# start of Data to use

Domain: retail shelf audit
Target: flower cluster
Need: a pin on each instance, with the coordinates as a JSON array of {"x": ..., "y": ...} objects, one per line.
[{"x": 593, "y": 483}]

# end of Data to use
# start of Data to use

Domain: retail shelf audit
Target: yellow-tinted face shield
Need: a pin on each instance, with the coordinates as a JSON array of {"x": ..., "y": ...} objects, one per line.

# end of Data to use
# start of Data to use

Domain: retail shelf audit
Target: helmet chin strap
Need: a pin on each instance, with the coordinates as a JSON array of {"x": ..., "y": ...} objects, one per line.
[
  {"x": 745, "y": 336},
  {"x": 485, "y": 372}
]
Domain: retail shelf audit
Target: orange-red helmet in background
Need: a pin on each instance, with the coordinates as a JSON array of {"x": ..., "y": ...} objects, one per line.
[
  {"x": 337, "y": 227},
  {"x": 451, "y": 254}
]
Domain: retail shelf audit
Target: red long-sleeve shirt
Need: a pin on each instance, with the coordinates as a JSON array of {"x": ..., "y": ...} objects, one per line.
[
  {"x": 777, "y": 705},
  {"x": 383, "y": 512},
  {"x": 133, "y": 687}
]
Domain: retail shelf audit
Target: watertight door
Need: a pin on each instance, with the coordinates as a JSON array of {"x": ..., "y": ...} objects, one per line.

# end of Data to use

→ **Problem description**
In the items above, how many lines contain the string "helmet"? Case counts. Reply with only the number.

→ **The result**
2